"""
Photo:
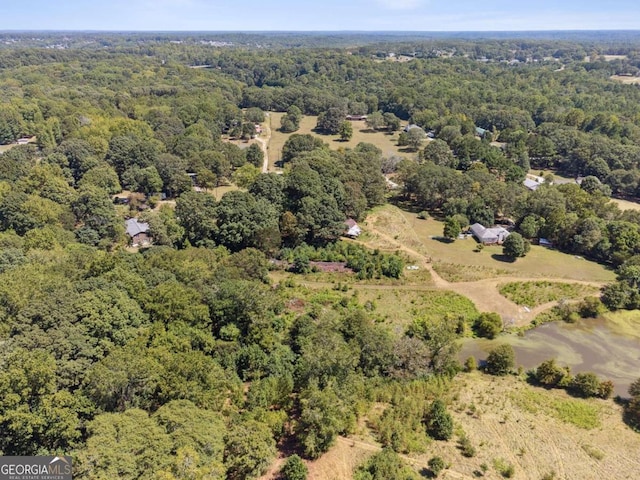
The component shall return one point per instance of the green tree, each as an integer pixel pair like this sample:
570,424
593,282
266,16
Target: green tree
"""
=== Directions for this task ===
Repeat the records above exactly, without any pictures.

=== Finished task ===
Photo:
The component shall return one point per instance of the green tree, each as an integer pixel pair like this sample:
570,424
593,282
266,16
Target: green tree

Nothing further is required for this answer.